What you are asked to do
Can you copy out every row below word for word, leaving the pictures out?

Data entries
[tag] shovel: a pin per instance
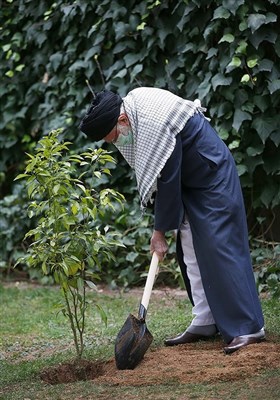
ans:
(134, 337)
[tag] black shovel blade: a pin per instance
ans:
(132, 343)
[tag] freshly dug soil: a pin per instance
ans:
(189, 363)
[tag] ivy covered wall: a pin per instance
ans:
(226, 52)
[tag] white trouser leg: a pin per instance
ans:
(201, 311)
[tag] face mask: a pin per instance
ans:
(125, 136)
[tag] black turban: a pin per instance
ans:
(102, 115)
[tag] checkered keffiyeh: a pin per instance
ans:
(156, 117)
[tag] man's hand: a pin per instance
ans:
(158, 244)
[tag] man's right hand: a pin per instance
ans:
(159, 244)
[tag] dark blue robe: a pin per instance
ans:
(200, 178)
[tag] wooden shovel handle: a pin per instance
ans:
(150, 281)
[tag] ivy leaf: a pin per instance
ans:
(55, 60)
(228, 37)
(220, 80)
(233, 5)
(221, 12)
(239, 117)
(265, 65)
(274, 86)
(131, 59)
(255, 21)
(275, 137)
(264, 127)
(235, 63)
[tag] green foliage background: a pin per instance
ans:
(224, 52)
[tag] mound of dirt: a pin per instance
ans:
(189, 363)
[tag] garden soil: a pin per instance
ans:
(199, 362)
(190, 363)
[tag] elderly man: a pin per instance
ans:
(179, 157)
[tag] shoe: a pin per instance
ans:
(186, 337)
(242, 341)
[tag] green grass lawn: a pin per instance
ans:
(33, 336)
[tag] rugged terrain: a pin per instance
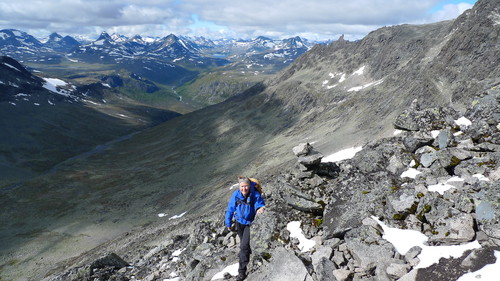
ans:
(337, 96)
(45, 121)
(150, 69)
(438, 176)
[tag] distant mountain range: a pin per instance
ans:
(169, 62)
(342, 95)
(46, 120)
(198, 50)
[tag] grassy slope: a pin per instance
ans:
(187, 163)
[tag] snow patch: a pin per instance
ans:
(440, 187)
(11, 66)
(410, 173)
(359, 71)
(177, 216)
(462, 121)
(359, 88)
(435, 133)
(342, 155)
(51, 84)
(296, 232)
(488, 272)
(231, 269)
(404, 239)
(481, 177)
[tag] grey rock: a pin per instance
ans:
(410, 276)
(412, 222)
(302, 149)
(320, 253)
(455, 229)
(443, 139)
(313, 158)
(110, 260)
(413, 253)
(368, 256)
(402, 201)
(303, 204)
(324, 270)
(284, 265)
(263, 231)
(427, 159)
(342, 274)
(338, 258)
(416, 141)
(485, 211)
(397, 270)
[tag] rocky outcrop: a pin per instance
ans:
(447, 190)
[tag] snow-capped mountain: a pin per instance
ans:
(61, 44)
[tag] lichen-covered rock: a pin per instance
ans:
(283, 265)
(302, 149)
(263, 232)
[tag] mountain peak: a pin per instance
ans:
(55, 37)
(104, 36)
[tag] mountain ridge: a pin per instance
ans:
(187, 163)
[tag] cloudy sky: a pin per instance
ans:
(312, 19)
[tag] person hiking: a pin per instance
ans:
(244, 204)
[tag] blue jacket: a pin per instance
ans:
(243, 210)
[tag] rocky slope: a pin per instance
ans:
(46, 121)
(337, 96)
(439, 176)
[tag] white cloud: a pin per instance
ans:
(314, 19)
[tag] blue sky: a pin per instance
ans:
(312, 19)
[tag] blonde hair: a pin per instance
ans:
(244, 179)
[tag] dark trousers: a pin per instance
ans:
(245, 251)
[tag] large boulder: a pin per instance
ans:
(284, 265)
(263, 232)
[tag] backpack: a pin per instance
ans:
(257, 185)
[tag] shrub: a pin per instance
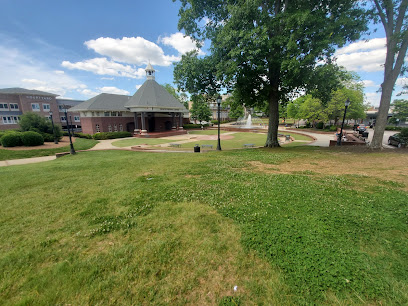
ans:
(11, 139)
(193, 126)
(404, 132)
(111, 135)
(320, 125)
(393, 128)
(30, 139)
(83, 135)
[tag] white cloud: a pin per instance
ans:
(103, 66)
(369, 83)
(132, 50)
(363, 45)
(113, 90)
(402, 82)
(33, 82)
(19, 69)
(181, 43)
(362, 55)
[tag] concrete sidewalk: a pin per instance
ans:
(24, 161)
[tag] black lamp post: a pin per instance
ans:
(72, 151)
(219, 99)
(53, 129)
(339, 137)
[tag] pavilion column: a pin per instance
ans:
(173, 121)
(180, 121)
(137, 129)
(143, 131)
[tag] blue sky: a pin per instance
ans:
(78, 49)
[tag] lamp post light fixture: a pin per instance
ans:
(53, 129)
(219, 99)
(339, 137)
(72, 150)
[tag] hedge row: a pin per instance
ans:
(393, 128)
(28, 139)
(111, 135)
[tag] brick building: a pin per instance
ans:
(16, 101)
(150, 109)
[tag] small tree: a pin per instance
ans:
(400, 110)
(200, 110)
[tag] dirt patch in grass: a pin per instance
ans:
(47, 145)
(214, 137)
(380, 167)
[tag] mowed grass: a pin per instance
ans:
(79, 144)
(120, 227)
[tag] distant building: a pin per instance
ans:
(151, 109)
(16, 101)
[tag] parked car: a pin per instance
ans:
(361, 129)
(397, 140)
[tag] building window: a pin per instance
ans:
(14, 106)
(10, 120)
(35, 107)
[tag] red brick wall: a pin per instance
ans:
(89, 124)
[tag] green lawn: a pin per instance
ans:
(120, 227)
(79, 144)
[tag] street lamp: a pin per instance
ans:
(72, 151)
(339, 137)
(219, 99)
(53, 129)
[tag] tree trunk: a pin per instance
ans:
(382, 116)
(272, 140)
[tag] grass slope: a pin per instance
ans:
(187, 228)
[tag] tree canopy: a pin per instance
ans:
(393, 16)
(265, 50)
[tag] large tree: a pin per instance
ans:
(264, 49)
(393, 16)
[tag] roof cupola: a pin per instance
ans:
(150, 72)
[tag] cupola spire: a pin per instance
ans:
(150, 72)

Solution for this task
[tag] shovel: a pin per instance
ans:
(134, 337)
[tag] black shovel blade: a pin per instance
ans:
(132, 343)
[tag] freshly dug soil: a pin per instance
ans:
(189, 363)
[tag] ivy covered wall: a pin per instance
ans:
(226, 52)
[tag] white trouser leg: a pin per instance
ans:
(201, 311)
[tag] face mask: a pin per instance
ans:
(125, 136)
[tag] black turban: a pin per instance
ans:
(102, 115)
[tag] checkered keffiyeh: a pin per instance
ans:
(156, 117)
[tag] man's hand: a pin per instance
ans:
(158, 244)
[tag] man's right hand: a pin per instance
ans:
(159, 244)
[tag] dark blue robe: a pin per instance
ans:
(200, 178)
[tag] wooden shovel handle: a pin per instance
ans:
(150, 281)
[tag] ivy leaf: a pin per instance
ans:
(55, 60)
(228, 37)
(220, 80)
(233, 5)
(221, 12)
(239, 117)
(265, 65)
(274, 86)
(131, 59)
(255, 21)
(275, 137)
(264, 127)
(235, 63)
[tag] green foliage background: a pin per instance
ans:
(224, 52)
[tag] mound of dirt: a pin per instance
ans:
(189, 363)
[tag] garden soil: a pin per instance
ans:
(199, 362)
(190, 363)
[tag] elderly man: a pin per instance
ans:
(179, 157)
[tag] shoe: a pin per instance
ans:
(186, 337)
(242, 341)
[tag] green grass lawn: a pin per instance
ans:
(33, 336)
[tag] rugged terrain: a pin per instance
ans:
(337, 96)
(45, 121)
(150, 69)
(438, 176)
[tag] distant mountain range: a pin per instance
ans:
(169, 62)
(342, 95)
(46, 120)
(198, 50)
[tag] grassy slope: a pin per instance
ans:
(187, 163)
[tag] snow patch: a pin per instance
ans:
(440, 187)
(11, 66)
(410, 173)
(359, 71)
(177, 216)
(462, 121)
(359, 88)
(435, 133)
(342, 155)
(51, 84)
(296, 232)
(488, 272)
(231, 269)
(404, 239)
(481, 177)
[tag] grey rock: a pin per instance
ans:
(410, 276)
(412, 222)
(302, 149)
(320, 253)
(455, 229)
(443, 139)
(313, 158)
(110, 260)
(413, 253)
(368, 256)
(402, 201)
(303, 204)
(324, 270)
(284, 265)
(263, 231)
(427, 159)
(342, 274)
(338, 258)
(416, 141)
(485, 211)
(397, 270)
[tag] rocky outcrop: a pin per instance
ans:
(447, 190)
[tag] snow-capped mountain: a pin per instance
ans:
(61, 44)
[tag] lichen-covered rock: a pin per instance
ans:
(283, 265)
(302, 149)
(263, 232)
[tag] mountain peak: a pin per instance
ans:
(55, 37)
(104, 36)
[tag] mountain ridge: a pin per instance
ans:
(187, 163)
[tag] cloudy sky: a pin per instance
ans:
(312, 19)
[tag] person hiking: a pin per instance
ans:
(244, 204)
[tag] blue jacket: a pin per instance
ans:
(243, 210)
[tag] rocky slope: a pin per instance
ans:
(46, 121)
(337, 96)
(439, 176)
[tag] white cloud: a pin per instance
ans:
(314, 19)
[tag] blue sky: a pin per instance
ans:
(312, 19)
[tag] blonde hair: a pin per instance
ans:
(244, 179)
[tag] dark trousers: a pin per instance
ans:
(245, 251)
[tag] large boulder: a pin per instance
ans:
(284, 265)
(263, 232)
[tag] backpack: a pin per instance
ans:
(257, 185)
[tag] shrub: a pin per instance
ans:
(11, 139)
(193, 126)
(404, 132)
(111, 135)
(320, 125)
(393, 128)
(30, 139)
(83, 135)
[tag] white cloud: a pin per instance
ans:
(103, 66)
(369, 83)
(132, 50)
(363, 45)
(113, 90)
(402, 82)
(33, 82)
(19, 69)
(181, 43)
(362, 55)
[tag] concrete sidewalk: a pin per instance
ans:
(24, 161)
[tag] black lamp post: a pin per instance
ans:
(72, 151)
(219, 99)
(53, 129)
(339, 137)
[tag] pavilion column: a pin per instance
ans:
(173, 121)
(180, 121)
(137, 129)
(143, 131)
[tag] blue sky: a pin per instance
ans:
(78, 49)
[tag] lamp post light fixture: a pin per instance
ans:
(53, 129)
(219, 99)
(339, 137)
(72, 150)
[tag] hedge row: a pin per instance
ans:
(393, 128)
(28, 139)
(111, 135)
[tag] brick building: a pin per instance
ans:
(16, 101)
(150, 109)
[tag] small tree: a pin per instance
ans:
(400, 110)
(200, 110)
[tag] dirt patch in grass: a pin per instance
ans:
(47, 145)
(214, 137)
(380, 167)
[tag] mowed grass: a pin per instance
ans:
(79, 144)
(120, 227)
[tag] distant building: a pin per instance
ans:
(151, 109)
(16, 101)
[tag] parked car: a pin per instance
ans:
(361, 129)
(397, 140)
[tag] building window: a pin per instance
ans:
(14, 106)
(10, 120)
(35, 107)
[tag] red brick wall: a pin per instance
ans:
(89, 124)
[tag] green lawn: a pin per instance
ans:
(120, 227)
(79, 144)
[tag] street lamp: a pin per instance
ans:
(72, 151)
(339, 137)
(219, 99)
(53, 129)
[tag] tree trunk: a pin per instance
ans:
(382, 116)
(272, 140)
[tag] grass slope: a pin per instance
ans:
(187, 228)
[tag] tree canopy: a pin per instance
ans:
(393, 16)
(265, 50)
[tag] large tree: a pin per instance
ans:
(264, 49)
(393, 16)
[tag] roof cupola: a pin per instance
ans:
(150, 72)
[tag] cupola spire: a pin per instance
ans:
(150, 72)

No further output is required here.